▶ **Description of the task**
Please update the records below by replacing "place a point on" with "mark" wherever it occurs. Keep everything else as it is.

[Collection entries]

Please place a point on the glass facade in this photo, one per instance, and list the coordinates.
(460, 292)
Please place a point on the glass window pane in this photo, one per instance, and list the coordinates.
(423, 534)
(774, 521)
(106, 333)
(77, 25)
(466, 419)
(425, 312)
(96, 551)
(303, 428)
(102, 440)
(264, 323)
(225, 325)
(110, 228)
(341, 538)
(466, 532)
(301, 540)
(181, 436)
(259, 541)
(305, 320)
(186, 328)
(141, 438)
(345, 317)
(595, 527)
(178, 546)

▶ **Output for this task**
Please mark the glass facade in this photo, one per instance, and list the coordinates.
(460, 292)
Please mark the glass window pane in this photo, one per instance, and list the coordinates.
(423, 534)
(774, 521)
(106, 333)
(77, 25)
(466, 419)
(425, 312)
(96, 551)
(303, 428)
(102, 440)
(264, 323)
(225, 325)
(110, 228)
(341, 538)
(466, 532)
(301, 540)
(181, 436)
(259, 541)
(305, 320)
(186, 328)
(141, 438)
(345, 317)
(595, 527)
(178, 546)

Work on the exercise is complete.